ITEMS:
======

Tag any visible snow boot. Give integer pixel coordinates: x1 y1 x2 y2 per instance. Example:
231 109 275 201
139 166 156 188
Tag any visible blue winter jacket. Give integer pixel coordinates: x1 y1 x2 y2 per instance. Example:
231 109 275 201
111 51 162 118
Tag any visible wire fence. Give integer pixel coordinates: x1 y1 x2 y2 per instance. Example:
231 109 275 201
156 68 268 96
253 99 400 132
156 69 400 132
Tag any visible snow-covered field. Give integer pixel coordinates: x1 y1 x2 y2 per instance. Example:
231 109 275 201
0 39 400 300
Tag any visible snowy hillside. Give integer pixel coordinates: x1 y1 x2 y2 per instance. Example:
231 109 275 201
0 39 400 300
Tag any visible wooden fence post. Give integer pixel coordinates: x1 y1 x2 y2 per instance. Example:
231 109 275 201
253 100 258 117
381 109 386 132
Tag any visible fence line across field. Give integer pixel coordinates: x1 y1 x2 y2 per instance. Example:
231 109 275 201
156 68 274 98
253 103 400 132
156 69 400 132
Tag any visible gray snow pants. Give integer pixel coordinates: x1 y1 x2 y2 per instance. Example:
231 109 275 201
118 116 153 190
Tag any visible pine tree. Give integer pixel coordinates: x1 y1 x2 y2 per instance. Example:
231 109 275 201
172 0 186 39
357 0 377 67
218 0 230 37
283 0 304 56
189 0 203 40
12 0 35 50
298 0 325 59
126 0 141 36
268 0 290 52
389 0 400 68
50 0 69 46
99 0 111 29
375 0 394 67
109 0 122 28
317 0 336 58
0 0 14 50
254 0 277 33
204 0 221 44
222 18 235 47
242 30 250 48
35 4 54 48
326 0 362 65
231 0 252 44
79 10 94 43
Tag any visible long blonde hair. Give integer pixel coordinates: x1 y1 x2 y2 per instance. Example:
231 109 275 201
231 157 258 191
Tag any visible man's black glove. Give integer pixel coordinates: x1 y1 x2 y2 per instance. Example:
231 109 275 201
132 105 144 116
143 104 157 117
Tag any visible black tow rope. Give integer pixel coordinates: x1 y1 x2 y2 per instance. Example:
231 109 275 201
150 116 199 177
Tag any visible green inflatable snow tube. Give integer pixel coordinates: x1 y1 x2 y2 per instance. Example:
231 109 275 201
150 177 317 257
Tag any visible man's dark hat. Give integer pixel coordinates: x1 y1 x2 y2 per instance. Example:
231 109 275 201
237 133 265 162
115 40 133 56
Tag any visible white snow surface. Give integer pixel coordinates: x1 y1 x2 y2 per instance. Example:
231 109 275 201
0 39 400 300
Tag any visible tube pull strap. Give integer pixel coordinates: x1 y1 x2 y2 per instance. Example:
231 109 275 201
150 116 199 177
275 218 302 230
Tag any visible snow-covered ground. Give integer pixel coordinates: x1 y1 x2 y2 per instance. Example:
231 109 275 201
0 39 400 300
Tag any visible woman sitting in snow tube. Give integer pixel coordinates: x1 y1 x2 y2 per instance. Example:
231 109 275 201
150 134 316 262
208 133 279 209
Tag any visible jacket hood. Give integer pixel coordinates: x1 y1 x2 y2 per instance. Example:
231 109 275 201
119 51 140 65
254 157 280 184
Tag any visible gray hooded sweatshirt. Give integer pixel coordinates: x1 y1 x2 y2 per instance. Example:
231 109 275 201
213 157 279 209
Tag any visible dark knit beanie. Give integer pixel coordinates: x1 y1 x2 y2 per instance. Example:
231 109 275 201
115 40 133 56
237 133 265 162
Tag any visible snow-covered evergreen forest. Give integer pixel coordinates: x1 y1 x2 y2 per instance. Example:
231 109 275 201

======

GOAL OF THE EXERCISE: Rewrite all of the records above, replacing "Tag any visible" with "Mark every visible" wherever it occurs and leaving everything else unchanged.

OUTPUT OF THE TASK:
Mark every visible snow boot. Give integer pixel coordinates: x1 y1 x2 y2 per instance. Example:
231 109 275 201
139 166 156 188
Mark every visible blue winter jacket. Give integer pixel coordinates: x1 y1 x2 y2 per instance. Example:
231 109 275 201
111 51 162 118
Mark every visible wire fence. Give integer pixel coordinates: x1 y1 x2 y2 per instance. Example:
231 109 275 201
156 68 268 96
253 99 400 132
156 69 400 132
Mark every visible snow-covered field. Give integer pixel coordinates: x1 y1 x2 y2 per instance. Example:
231 109 275 201
0 39 400 300
Mark every visible snowy hillside. Give integer pixel coordinates: x1 y1 x2 y2 per instance. Example:
231 109 275 201
0 39 400 300
Mark every visible wooden fence post. Give integer pixel coordinates: x1 y1 x2 y2 per instance. Example:
231 109 275 201
253 100 258 117
381 109 386 132
Mark every visible fence line across field. Give integer pixel coordinates: x1 y1 x2 y2 per instance. Example:
231 109 275 201
156 68 274 98
253 103 400 132
156 69 400 132
Mark every visible gray snow pants. Give integer pixel coordinates: x1 y1 x2 y2 per instance. Example:
231 109 275 201
118 116 153 190
Mark every visible pine tree. Give integer pixel coordinates: x1 y1 x2 y2 per instance. Example:
231 109 275 201
172 0 186 39
357 0 377 67
218 0 230 37
283 0 304 56
189 0 203 40
12 0 35 50
298 0 325 59
126 0 141 36
268 0 290 52
389 0 400 68
50 0 69 46
99 0 111 29
375 0 394 67
109 0 122 28
317 0 336 58
0 0 14 50
254 0 277 33
204 0 221 44
222 18 235 47
242 30 250 48
35 4 54 48
326 0 362 65
231 0 252 44
79 10 94 43
Mark every visible long blonde hair. Give integer pixel coordinates: x1 y1 x2 y2 per instance. Example:
231 109 275 201
231 157 258 191
Mark every visible man's black glove. Give integer pixel coordinates: x1 y1 x2 y2 per instance. Example:
231 109 275 201
132 105 144 116
143 104 157 117
Mark every visible black tow rope. Give integer pixel coordinates: x1 y1 x2 y2 per instance. Example:
231 109 275 201
150 116 199 177
Mark every visible green inflatable snow tube. Give integer pixel coordinates: x1 y1 x2 y2 per instance. Example:
231 109 275 201
150 177 317 257
Mark every visible man's dark hat. Give integer pixel coordinates: x1 y1 x2 y2 per instance. Example:
231 109 275 201
237 133 265 162
115 40 133 56
Mark every visible white snow surface. Give integer pixel coordinates: x1 y1 x2 y2 per instance. Example:
231 109 275 201
0 39 400 300
Mark every visible tube pull strap. Give integer pixel coordinates: x1 y1 x2 y2 per instance. Example:
231 109 275 201
150 116 199 177
275 218 302 230
Mark every visible snow-covered ground. Give integer pixel coordinates: x1 y1 x2 y2 per instance. Example:
231 109 275 201
0 39 400 300
Mark every visible woman sitting in snow tube. Give integer pixel coordinates: x1 y1 x2 y2 per instance. Example:
231 109 275 201
150 134 316 262
208 133 279 209
Mark every visible jacket hood. Give integer pixel coordinates: x1 y1 x2 y2 per instance. Example:
231 109 275 201
119 51 140 65
254 157 280 184
Mark every visible gray hooded sweatshirt. Give integer pixel coordinates: x1 y1 x2 y2 per instance. Example:
231 109 275 201
213 157 279 209
Mark every visible dark knit beanie. Give integer pixel coordinates: x1 y1 x2 y2 per instance. Example:
231 109 275 201
115 40 133 56
237 133 265 162
Mark every visible snow-covered evergreen forest. Give integer pixel coordinates: x1 y1 x2 y2 per instance. Example:
231 109 275 201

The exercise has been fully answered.